## Start

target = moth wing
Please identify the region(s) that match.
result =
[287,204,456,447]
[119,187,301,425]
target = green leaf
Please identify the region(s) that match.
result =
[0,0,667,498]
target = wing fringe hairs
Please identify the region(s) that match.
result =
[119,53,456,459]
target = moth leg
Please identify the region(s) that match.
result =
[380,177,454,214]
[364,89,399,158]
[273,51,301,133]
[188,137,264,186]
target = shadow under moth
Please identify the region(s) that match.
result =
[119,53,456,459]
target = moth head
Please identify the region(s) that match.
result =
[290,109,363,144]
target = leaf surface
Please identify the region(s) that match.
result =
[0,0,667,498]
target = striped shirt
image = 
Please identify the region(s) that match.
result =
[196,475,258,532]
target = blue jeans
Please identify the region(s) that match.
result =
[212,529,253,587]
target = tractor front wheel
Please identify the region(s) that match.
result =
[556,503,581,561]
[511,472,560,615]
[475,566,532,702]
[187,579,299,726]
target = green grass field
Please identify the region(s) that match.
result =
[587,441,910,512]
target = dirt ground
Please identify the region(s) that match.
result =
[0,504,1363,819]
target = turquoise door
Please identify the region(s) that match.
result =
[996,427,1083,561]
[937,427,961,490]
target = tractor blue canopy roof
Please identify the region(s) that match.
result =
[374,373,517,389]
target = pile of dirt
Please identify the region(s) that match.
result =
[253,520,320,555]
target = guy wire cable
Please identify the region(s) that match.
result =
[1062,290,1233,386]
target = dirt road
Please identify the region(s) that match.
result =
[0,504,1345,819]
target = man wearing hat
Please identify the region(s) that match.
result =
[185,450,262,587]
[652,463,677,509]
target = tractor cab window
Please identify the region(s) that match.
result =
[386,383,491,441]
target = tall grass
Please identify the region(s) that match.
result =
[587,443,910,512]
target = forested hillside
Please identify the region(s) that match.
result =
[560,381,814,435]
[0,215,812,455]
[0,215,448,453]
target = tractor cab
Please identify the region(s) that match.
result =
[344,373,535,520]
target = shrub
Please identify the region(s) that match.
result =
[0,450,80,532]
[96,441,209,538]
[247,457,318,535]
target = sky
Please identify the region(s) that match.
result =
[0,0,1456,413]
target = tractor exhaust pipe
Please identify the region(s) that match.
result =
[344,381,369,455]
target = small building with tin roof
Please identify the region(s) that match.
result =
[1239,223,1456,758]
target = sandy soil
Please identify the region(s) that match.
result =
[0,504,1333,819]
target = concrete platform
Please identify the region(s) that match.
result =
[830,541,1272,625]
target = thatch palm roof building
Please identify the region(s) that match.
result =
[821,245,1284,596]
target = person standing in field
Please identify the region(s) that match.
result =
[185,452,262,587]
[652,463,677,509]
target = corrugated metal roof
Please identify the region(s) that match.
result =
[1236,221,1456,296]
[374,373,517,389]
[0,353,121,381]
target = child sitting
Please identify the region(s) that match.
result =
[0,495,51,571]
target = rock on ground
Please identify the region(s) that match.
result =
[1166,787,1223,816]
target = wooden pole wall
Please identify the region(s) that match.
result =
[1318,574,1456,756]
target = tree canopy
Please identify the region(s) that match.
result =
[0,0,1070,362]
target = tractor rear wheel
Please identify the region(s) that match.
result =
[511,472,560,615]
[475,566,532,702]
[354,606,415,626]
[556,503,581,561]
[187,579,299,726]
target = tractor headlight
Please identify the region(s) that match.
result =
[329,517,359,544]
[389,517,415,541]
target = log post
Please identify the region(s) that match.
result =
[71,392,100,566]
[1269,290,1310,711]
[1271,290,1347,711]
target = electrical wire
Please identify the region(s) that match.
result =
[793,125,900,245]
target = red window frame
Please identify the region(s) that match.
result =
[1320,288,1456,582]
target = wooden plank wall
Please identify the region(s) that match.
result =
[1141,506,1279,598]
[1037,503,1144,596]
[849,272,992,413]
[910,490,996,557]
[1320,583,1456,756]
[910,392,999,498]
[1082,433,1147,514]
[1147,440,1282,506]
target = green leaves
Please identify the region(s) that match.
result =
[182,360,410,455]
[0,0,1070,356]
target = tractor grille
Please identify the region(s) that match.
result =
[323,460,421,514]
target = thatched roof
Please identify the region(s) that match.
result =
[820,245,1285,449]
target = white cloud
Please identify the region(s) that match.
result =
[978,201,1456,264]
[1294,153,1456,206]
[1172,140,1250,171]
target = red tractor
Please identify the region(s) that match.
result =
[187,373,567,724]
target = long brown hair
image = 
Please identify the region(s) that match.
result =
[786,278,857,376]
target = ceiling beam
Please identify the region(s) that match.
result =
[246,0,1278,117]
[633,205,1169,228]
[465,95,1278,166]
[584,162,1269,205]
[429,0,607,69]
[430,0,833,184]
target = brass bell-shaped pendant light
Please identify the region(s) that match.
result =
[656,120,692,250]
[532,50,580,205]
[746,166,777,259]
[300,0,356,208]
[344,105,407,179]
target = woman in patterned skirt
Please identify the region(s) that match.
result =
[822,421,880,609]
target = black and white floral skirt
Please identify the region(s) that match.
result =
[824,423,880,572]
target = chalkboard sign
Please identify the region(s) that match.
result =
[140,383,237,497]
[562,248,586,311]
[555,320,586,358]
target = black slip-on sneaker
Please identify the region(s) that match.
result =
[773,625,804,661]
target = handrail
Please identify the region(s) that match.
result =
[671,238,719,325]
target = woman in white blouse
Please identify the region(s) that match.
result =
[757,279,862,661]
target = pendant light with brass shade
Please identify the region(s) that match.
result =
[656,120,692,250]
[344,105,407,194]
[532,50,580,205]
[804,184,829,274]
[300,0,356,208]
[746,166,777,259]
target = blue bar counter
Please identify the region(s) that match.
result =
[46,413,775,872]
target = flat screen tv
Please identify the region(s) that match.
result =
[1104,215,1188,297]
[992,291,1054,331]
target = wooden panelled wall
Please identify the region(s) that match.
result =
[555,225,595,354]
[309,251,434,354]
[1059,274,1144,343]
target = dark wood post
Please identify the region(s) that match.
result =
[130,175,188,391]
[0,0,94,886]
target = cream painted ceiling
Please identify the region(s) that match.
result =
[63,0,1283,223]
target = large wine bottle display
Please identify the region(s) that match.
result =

## End

> _TASK STATEMENT_
Using the data above, output each line exactly.

> _CORRECT RESULT_
target = moth wing
Please identify the region(s) that match.
result =
[287,204,456,447]
[119,187,301,425]
target = green leaf
Please identify the region(s) that match.
result =
[0,0,667,498]
target = wing fringe hairs
Please identify the region(s) that match.
result =
[119,53,456,459]
target = moth leg
Please identify the region(s) that match.
result =
[380,177,454,214]
[364,89,399,158]
[273,51,301,133]
[188,137,264,186]
target = shadow under moth
Please identify the region(s) that match.
result =
[119,53,456,459]
target = moth head
Please identify the region(s) that match.
result =
[290,109,363,144]
target = leaf surface
Please identify the region(s) that match.
result =
[0,0,667,498]
target = striped shirt
image = 
Please identify the region(s) that match.
result =
[196,475,258,532]
target = blue jeans
Please identify the region(s) that match.
result =
[212,529,253,587]
target = tractor front wheel
Please identify the region(s) that match.
result =
[556,503,581,561]
[511,472,560,615]
[475,566,532,702]
[187,579,299,726]
target = green grass field
Please identify the region(s) that match.
result =
[587,441,910,512]
target = dirt ground
Please identify the region(s) that match.
result =
[0,504,1363,819]
target = turquoise door
Please identify the region(s) that match.
result =
[996,427,1083,561]
[937,427,961,490]
target = tractor blue canopy roof
Please identify the region(s) that match.
result =
[374,373,517,389]
target = pile of dirt
Please identify the region(s) that match.
result =
[253,520,320,555]
target = guy wire cable
Please identify the region(s) that match.
result =
[1062,290,1233,386]
target = dirt road
Please identify the region(s) that match.
result =
[0,504,1345,819]
target = man wearing hat
Please identify the region(s) that match.
result =
[185,450,262,587]
[652,463,677,509]
target = tractor cab window
Please identify the region(s) that match.
result =
[386,383,491,441]
target = tall grass
Please identify the region(s) that match.
result =
[587,443,910,512]
target = forested hillside
Please identify the region(s) that match.
result =
[560,381,814,435]
[0,215,812,455]
[0,215,448,453]
target = tractor cab
Please identify the region(s) that match.
result =
[344,373,535,520]
target = shrub
Please identify the region(s) that match.
result =
[0,450,80,532]
[96,441,209,538]
[247,457,318,535]
target = sky
Please identify the region(s) that match.
result =
[0,0,1456,413]
target = tractor exhaust pipe
Please identify the region(s) that match.
result =
[344,381,369,455]
target = small building with tin roof
Please identify the region(s) that match.
result =
[1239,223,1456,758]
target = sandy soil
Please identify the region(s) that match.
result =
[0,504,1333,819]
target = concrete platform
Please identify the region(s) that match.
result =
[830,541,1272,625]
target = thatch palm roof building
Please identify the region(s) that match.
result =
[821,245,1284,596]
target = person standing in field
Please identify the region(s) that match.
result =
[185,452,262,587]
[652,463,677,509]
target = corrugated metal roof
Please identify the region(s) that match.
result =
[1236,221,1456,296]
[374,373,517,389]
[0,353,121,381]
target = child sitting
Please identify the region(s) that match.
result =
[0,495,51,571]
target = rock on ground
Please identify the region(s) that match.
result =
[1166,787,1223,816]
target = wooden pole wall
Please identify the region(s) that match.
result =
[1318,574,1456,756]
target = tree canopy
Please identify the region(s) that match.
result =
[0,0,1070,362]
target = tractor rear wheel
Please identify the region(s) that match.
result =
[511,472,560,615]
[475,566,532,702]
[354,606,415,626]
[556,503,581,561]
[187,579,299,726]
target = tractor headlight
Please identify the region(s) that match.
result =
[329,517,359,544]
[389,517,415,541]
target = log post
Please identify the region(s) that match.
result =
[71,392,100,566]
[1269,290,1310,711]
[1271,290,1347,711]
target = electrical wire
Please identify the region(s) that match.
result =
[793,125,900,245]
target = red window frame
Please identify the region(s) that match.
result =
[1320,288,1456,582]
target = wooden plank wall
Please identify the region(s) that match.
result =
[1141,506,1279,598]
[1037,503,1144,596]
[849,272,992,413]
[910,490,996,557]
[1320,583,1456,756]
[910,392,999,498]
[1082,433,1147,514]
[1147,440,1282,506]
target = green leaves
Please identify the region(s) that match.
result =
[182,360,410,455]
[0,0,1070,356]
target = tractor grille
Please identify the region(s) that match.
result =
[323,460,421,514]
target = thatched roof
Please identify the region(s) that match.
result =
[820,245,1285,449]
target = white cloud
Please identify the region(s) that match.
result =
[978,201,1456,264]
[1294,153,1456,206]
[1172,140,1250,171]
target = red tractor
Please identify the region(s) that match.
result =
[187,373,567,724]
target = long brown hair
image = 
Please identify the region(s) that match.
result =
[786,278,857,376]
target = ceiling beam
Please identify the region(s) that match.
result =
[246,0,1278,117]
[633,205,1169,228]
[465,95,1278,166]
[584,162,1269,205]
[429,0,607,69]
[430,0,833,184]
target = brass bell-shaped pendant light
Please identify the region(s) that match.
result =
[656,120,692,250]
[532,50,580,205]
[746,166,777,259]
[300,0,356,208]
[344,105,407,179]
target = woman in patterned skirt
Please identify the region(s) that match.
result =
[822,421,880,609]
target = black and white floral skirt
Please identify the region(s) that match.
result =
[824,423,880,572]
target = chalkboard sign
Please identify the region(s) that match.
result =
[140,383,237,497]
[562,248,586,311]
[555,320,586,358]
target = black slip-on sneaker
Please identify the region(s) that match.
result =
[773,625,804,661]
target = handrail
Please identify the region(s) that match.
result =
[671,238,719,325]
target = woman in white blouse
Please identify the region(s) that match.
result =
[757,279,862,661]
target = pendant light with brass shade
Please identify the region(s) that match.
result =
[656,120,692,250]
[344,105,407,194]
[532,50,580,205]
[804,184,829,274]
[300,0,356,208]
[746,166,777,259]
target = blue bar counter
Please identify the region(s) that match.
result =
[46,413,775,872]
target = flat screen tv
Please identify the region(s) that match.
result =
[1104,215,1188,297]
[992,291,1054,331]
target = wooden panelled wall
Please identify the region(s) that match.
result =
[555,225,595,354]
[309,251,434,354]
[1059,274,1144,343]
target = dark wood post
Please identify the region(s) that match.
result =
[130,175,188,391]
[0,0,94,886]
target = cream painted ceiling
Please identify the region(s) that match.
result =
[63,0,1283,223]
target = large wine bottle display
Please identify the region(s) that match.
result =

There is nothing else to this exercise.